(Stored records)
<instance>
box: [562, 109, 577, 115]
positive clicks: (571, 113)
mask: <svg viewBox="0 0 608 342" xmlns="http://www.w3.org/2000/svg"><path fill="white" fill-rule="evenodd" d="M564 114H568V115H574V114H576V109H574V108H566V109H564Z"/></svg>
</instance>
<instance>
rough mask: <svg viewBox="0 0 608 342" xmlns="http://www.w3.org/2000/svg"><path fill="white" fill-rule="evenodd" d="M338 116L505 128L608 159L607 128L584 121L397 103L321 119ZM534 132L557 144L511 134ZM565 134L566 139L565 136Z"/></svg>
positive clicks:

**Task details:**
Go through the records and repeat each one exactly as written.

**Solved problem:**
<instance>
box: [562, 109, 577, 115]
positive clicks: (571, 113)
mask: <svg viewBox="0 0 608 342" xmlns="http://www.w3.org/2000/svg"><path fill="white" fill-rule="evenodd" d="M564 114H568V115H574V114H576V109H574V108H566V109H564Z"/></svg>
</instance>
<instance>
rough mask: <svg viewBox="0 0 608 342" xmlns="http://www.w3.org/2000/svg"><path fill="white" fill-rule="evenodd" d="M338 116L505 128L608 159L607 128L584 121L397 103L321 119ZM534 132L557 144L511 134ZM565 134L566 139L565 136Z"/></svg>
positive clicks:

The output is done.